#### Task directions:
Present the lines below as a Markdown table with the columns "No." and "Line": number each row and give the line beside it, omitting any blank lines.

START

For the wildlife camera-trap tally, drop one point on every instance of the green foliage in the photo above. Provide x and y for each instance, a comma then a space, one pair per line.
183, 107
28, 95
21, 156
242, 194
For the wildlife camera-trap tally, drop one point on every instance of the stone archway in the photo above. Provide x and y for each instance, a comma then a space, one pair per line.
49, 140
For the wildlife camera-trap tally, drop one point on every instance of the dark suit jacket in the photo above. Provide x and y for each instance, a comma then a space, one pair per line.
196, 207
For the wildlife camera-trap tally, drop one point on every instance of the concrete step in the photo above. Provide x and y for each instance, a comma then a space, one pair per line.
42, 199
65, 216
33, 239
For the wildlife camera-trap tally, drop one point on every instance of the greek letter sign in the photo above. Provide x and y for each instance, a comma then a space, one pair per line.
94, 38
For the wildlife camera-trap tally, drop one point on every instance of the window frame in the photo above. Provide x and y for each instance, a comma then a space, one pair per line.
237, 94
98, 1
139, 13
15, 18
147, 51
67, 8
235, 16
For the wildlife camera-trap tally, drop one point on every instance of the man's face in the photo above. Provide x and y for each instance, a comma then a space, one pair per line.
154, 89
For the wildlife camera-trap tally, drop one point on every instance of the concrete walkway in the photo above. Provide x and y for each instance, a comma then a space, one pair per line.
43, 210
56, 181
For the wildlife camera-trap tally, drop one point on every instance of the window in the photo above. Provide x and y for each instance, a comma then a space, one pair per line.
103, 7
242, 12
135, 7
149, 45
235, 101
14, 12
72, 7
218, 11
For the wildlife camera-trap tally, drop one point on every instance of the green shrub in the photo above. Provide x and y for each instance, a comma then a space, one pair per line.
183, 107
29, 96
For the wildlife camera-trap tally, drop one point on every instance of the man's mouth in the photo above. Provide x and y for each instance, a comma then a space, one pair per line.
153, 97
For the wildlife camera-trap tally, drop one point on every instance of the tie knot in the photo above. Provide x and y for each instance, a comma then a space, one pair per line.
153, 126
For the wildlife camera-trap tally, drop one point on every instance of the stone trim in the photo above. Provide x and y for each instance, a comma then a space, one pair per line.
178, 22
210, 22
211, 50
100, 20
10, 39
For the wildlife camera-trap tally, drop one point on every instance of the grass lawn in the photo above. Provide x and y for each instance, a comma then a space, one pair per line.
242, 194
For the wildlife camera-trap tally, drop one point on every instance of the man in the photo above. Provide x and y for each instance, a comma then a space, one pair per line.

END

#### Solution below:
| No. | Line |
|---|---|
| 1 | For the wildlife camera-trap tally, drop one point on every instance of the green foliage in the photo above. Provide x and y for each instance, a comma then a space, one pair per line. |
| 2 | 183, 107 |
| 3 | 28, 95 |
| 4 | 21, 156 |
| 5 | 242, 194 |
| 6 | For the wildlife camera-trap tally, drop one point on every instance of the stone archway in the photo above. Provide x and y for each instance, a comma then a space, one pair per line. |
| 7 | 49, 140 |
| 8 | For the wildlife camera-trap tally, drop one point on every instance of the dark suit jacket in the photo above. Provide x and y for each instance, a comma then a space, one pair per line. |
| 9 | 196, 207 |
| 10 | For the wildlife camera-trap tally, drop one point on every instance of the concrete step in the photo above. Provide x and y for each instance, a comma then a space, one pair per line. |
| 11 | 42, 199 |
| 12 | 65, 216 |
| 13 | 33, 239 |
| 14 | For the wildlife camera-trap tally, drop one point on every instance of the greek letter sign in the photo above. Provide x and y for each instance, a comma then a space, one pair per line. |
| 15 | 94, 38 |
| 16 | For the wildlife camera-trap tally, drop one point on every instance of the window frame in the photo above. Provide x and y for each instance, a comma then a space, one pair per line. |
| 17 | 237, 94 |
| 18 | 98, 1 |
| 19 | 139, 13 |
| 20 | 15, 18 |
| 21 | 147, 51 |
| 22 | 67, 8 |
| 23 | 235, 16 |
| 24 | For the wildlife camera-trap tally, drop one point on every instance of the man's face in the photo above. Provide x and y for each instance, a comma then a space, one pair per line. |
| 25 | 154, 89 |
| 26 | For the wildlife camera-trap tally, drop one point on every instance of the concrete walkway in the photo above. Provide x and y for each instance, a comma then a space, one pair per line. |
| 27 | 43, 210 |
| 28 | 56, 181 |
| 29 | For the wildlife camera-trap tally, drop one point on every instance of the window in the photo above. Provide x and y for each instance, a comma then a space, one pair per line. |
| 30 | 103, 7 |
| 31 | 242, 12 |
| 32 | 135, 7 |
| 33 | 149, 45 |
| 34 | 235, 101 |
| 35 | 14, 12 |
| 36 | 72, 7 |
| 37 | 218, 11 |
| 38 | For the wildlife camera-trap tally, drop one point on every instance of the green shrub in the photo above. Provide x and y for each instance, a comma then a space, one pair per line. |
| 39 | 183, 107 |
| 40 | 29, 96 |
| 41 | For the wildlife camera-trap tally, drop one point on every instance of the man's mouth in the photo above. Provide x and y for each instance, a comma then a space, one pair per line. |
| 42 | 153, 97 |
| 43 | For the wildlife camera-trap tally, drop one point on every instance of the tie knot in the photo above. Provide x and y for each instance, a comma then a space, one pair per line. |
| 44 | 153, 126 |
| 45 | For the wildlife camera-trap tally, drop one point on every instance of the stone trim in the photo above. Provide x and y for each instance, a comma then a space, one pair per line. |
| 46 | 178, 22 |
| 47 | 210, 22 |
| 48 | 211, 50 |
| 49 | 100, 20 |
| 50 | 10, 39 |
| 51 | For the wildlife camera-trap tally, drop one point on every instance of the grass lawn in the photo above. Provide x and y for each instance, a comma then a space, one pair per line. |
| 52 | 242, 194 |
| 53 | For the wildlife camera-trap tally, drop one point on every instance of the man in the photo above. Provide x and y for each instance, a comma then a space, one pair per line. |